### Extract provided
Side-by-side comparison of Unroll.me and Clean Email apps on a laptop screen

Two tools dominate this comparison. One is free and has a public record of selling inbox data. The other charges a subscription and has drawn documented complaints about auto-renewal billing. Neither is the obvious winner, and if you care about both price and privacy, a third option is worth knowing about.

Short answer. Unroll.me is free but blocked in the EU and has a public record of selling user inbox data. Clean Email is a capable paid tool with documented auto-renewal billing complaints on Capterra and a low Android rating on Google Play. Leave Me Alone is the transparent third option: no data selling, 10 free unsubscribes with no card required, and a 14-day money-back guarantee on paid plans.

Disclosure. Leave Me Alone is our product and we rank it first in this comparison. Every factual claim about Unroll.me and Clean Email links to their public pages or to named third-party sources. If you spot an inaccuracy, email us and we correct it with a timestamp.


TL;DR comparison table

Unroll.me Clean Email Leave Me Alone
Free tier Yes (unlimited, ad-supported) Trial only (1,000-email cap) 10 free unsubscribes, no card
Paid starting price Free only $9.99/mo or $29.99/yr (1 account) $9/mo or $54/yr (Casual, 4 accounts)
Real unsubscribe Rollup/hide in many cases Yes (sends unsubscribe to sender) Yes (sends unsubscribe to sender)
Sold user data? Yes, documented 2017 No stated policy of selling No, privacy policy is explicit
EU / GDPR availability No, blocked since May 2018 Yes Yes (Estonia-based)
Multi-account No Yes (1, 5, or 10 inboxes) 4 on Casual, unlimited on Hero
Email providers Gmail only Gmail, Outlook, Yahoo, iCloud, IMAP Gmail, Outlook, IMAP
Auto-renewal complaints N/A Documented on Capterra None documented
Android app rating N/A 2.6/5 on Google Play (~3,090 ratings) No dedicated app
Money-back guarantee N/A Not advertised 14 days on paid plans

Pricing confirmed against Clean Email plans and LMA pricing as of May 2026.

[Photo object pointing records]
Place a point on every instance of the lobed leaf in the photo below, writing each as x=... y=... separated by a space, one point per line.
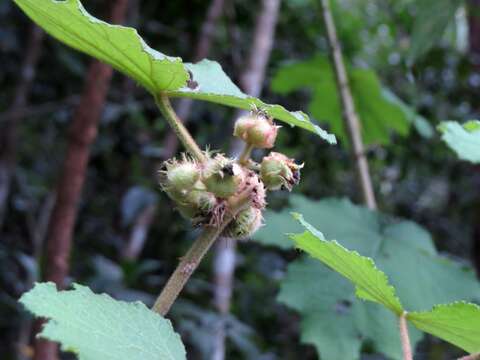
x=463 y=139
x=127 y=52
x=99 y=327
x=402 y=249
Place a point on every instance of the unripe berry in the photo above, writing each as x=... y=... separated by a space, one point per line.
x=246 y=223
x=256 y=129
x=278 y=171
x=222 y=176
x=197 y=204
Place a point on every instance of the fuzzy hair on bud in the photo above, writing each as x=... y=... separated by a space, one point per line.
x=246 y=223
x=279 y=172
x=256 y=129
x=179 y=175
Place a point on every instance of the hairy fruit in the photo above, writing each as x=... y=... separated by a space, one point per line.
x=222 y=176
x=256 y=129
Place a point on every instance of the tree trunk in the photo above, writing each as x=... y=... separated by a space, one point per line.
x=251 y=82
x=474 y=49
x=83 y=132
x=8 y=136
x=202 y=49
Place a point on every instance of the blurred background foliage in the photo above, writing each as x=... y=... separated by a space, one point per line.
x=411 y=67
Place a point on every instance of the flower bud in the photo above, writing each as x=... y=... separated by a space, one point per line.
x=222 y=176
x=278 y=171
x=246 y=223
x=256 y=129
x=179 y=176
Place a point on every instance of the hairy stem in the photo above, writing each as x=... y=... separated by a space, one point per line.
x=350 y=116
x=406 y=347
x=195 y=254
x=245 y=155
x=163 y=103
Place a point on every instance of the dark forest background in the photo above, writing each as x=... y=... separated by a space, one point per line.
x=127 y=238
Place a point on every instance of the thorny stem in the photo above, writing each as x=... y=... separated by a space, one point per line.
x=245 y=155
x=195 y=254
x=163 y=103
x=352 y=122
x=406 y=347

### Tasks to carry out
**A)** In the email-tool comparison, since when has Unroll.me been blocked in the EU?
**B)** Please retype a part of the email-tool comparison: begin at the words "Short answer. Unroll.me" and stop after the words "with a timestamp.".
The listing has no connection to the email-tool comparison.

### Written responses
**A)** Since May 2018.

**B)**
Short answer. Unroll.me is free but blocked in the EU and has a public record of selling user inbox data. Clean Email is a capable paid tool with documented auto-renewal billing complaints on Capterra and a low Android rating on Google Play. Leave Me Alone is the transparent third option: no data selling, 10 free unsubscribes with no card required, and a 14-day money-back guarantee on paid plans.

Disclosure. Leave Me Alone is our product and we rank it first in this comparison. Every factual claim about Unroll.me and Clean Email links to their public pages or to named third-party sources. If you spot an inaccuracy, email us and we correct it with a timestamp.